Document text START

Latest revision as of 02:44, 18 October 2014



Workflow




For a detailed example of our Chimera Characterization Workflow, please check out the Chimera Example page. Below, we present a brief outline of the major steps involved in each stage (Design, Build, Test) of the Chimera workflow, along with a few high level examples. We also define what we consider Phase I, II, and III to be for our workflow.

Phase I - Build and test basic parts.

Key software tools: TASBE Tools, Eugene (optional), Raven (optional)

Document text END

#### Exercise prompt
Turn the paragraph of the Chimera workflow text that begins "For a detailed example" into a short bulleted list that keeps its main facts. The lines that follow are taken from a different source than the Chimera workflow text.

Recorded information START

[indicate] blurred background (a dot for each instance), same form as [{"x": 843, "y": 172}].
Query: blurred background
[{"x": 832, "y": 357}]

Recorded information END

#### Task answer
- A detailed example of the Chimera Characterization Workflow is on the Chimera Example page.
- The page gives a brief outline of the major steps in each stage of the workflow (Design, Build, Test), with a few high-level examples.
- It also defines Phase I, II, and III of the workflow.